> **TASK GOAL**: The line containing "Guideline: the keypoint for each instance of the flower head" and every line after it, through the end of the records below: repeat them exactly, nothing more.

> **RAW DATA**:
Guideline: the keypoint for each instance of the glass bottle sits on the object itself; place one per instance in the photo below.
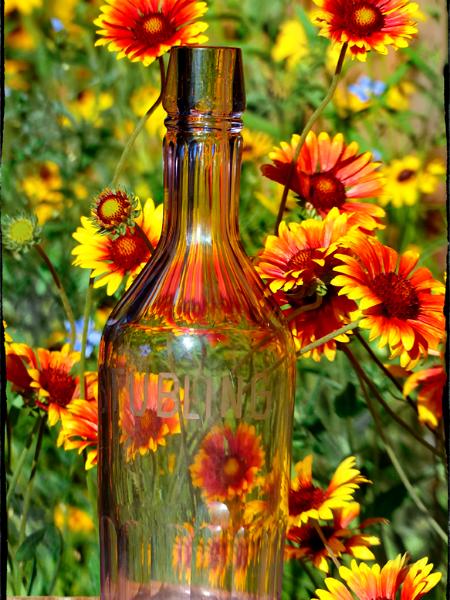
(196, 375)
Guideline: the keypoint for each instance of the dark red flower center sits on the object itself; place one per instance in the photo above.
(146, 427)
(325, 192)
(112, 208)
(405, 175)
(153, 29)
(128, 251)
(59, 384)
(398, 297)
(363, 18)
(304, 499)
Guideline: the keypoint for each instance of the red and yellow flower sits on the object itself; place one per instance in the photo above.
(396, 299)
(306, 543)
(329, 173)
(431, 383)
(375, 583)
(298, 267)
(142, 429)
(367, 24)
(111, 260)
(308, 501)
(52, 378)
(227, 463)
(79, 423)
(144, 30)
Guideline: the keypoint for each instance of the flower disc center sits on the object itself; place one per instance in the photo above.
(398, 297)
(365, 19)
(326, 191)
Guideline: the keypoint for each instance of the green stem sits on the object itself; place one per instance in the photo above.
(330, 336)
(20, 463)
(140, 126)
(86, 315)
(396, 463)
(62, 293)
(309, 125)
(27, 498)
(362, 374)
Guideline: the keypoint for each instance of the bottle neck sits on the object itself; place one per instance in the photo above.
(202, 160)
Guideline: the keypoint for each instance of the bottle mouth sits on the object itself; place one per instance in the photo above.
(205, 80)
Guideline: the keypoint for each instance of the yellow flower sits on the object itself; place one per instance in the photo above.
(397, 97)
(75, 519)
(23, 6)
(43, 190)
(256, 144)
(140, 102)
(291, 44)
(407, 178)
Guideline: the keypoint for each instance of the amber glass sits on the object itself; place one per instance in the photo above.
(196, 376)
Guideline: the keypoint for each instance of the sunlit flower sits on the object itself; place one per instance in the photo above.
(140, 102)
(329, 173)
(367, 24)
(112, 260)
(306, 543)
(401, 305)
(407, 178)
(75, 519)
(20, 233)
(142, 430)
(19, 358)
(430, 383)
(79, 423)
(143, 30)
(227, 463)
(298, 267)
(55, 384)
(291, 43)
(43, 188)
(114, 210)
(255, 145)
(308, 501)
(376, 583)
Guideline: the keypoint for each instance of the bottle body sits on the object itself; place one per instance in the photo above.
(196, 382)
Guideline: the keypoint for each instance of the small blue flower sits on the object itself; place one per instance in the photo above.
(93, 336)
(57, 25)
(365, 88)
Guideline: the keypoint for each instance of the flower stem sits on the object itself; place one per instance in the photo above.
(309, 125)
(61, 291)
(363, 376)
(26, 503)
(140, 126)
(395, 462)
(330, 336)
(84, 334)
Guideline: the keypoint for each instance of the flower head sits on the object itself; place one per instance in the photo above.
(298, 267)
(329, 173)
(430, 383)
(376, 583)
(396, 299)
(227, 462)
(142, 429)
(367, 24)
(114, 210)
(308, 501)
(20, 233)
(144, 30)
(407, 178)
(111, 260)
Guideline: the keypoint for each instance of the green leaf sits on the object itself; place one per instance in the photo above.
(347, 403)
(27, 550)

> **ANSWER BELOW**:
Guideline: the keypoint for each instance of the flower head sits on the object itself; place one per instance in the photo above.
(298, 267)
(329, 173)
(430, 383)
(376, 583)
(396, 299)
(227, 462)
(142, 429)
(367, 24)
(114, 210)
(308, 501)
(20, 233)
(144, 30)
(407, 178)
(111, 260)
Guideline: the keypoint for each instance of the green leaf sits on the object itself; place one per instance in the photo above.
(347, 403)
(27, 550)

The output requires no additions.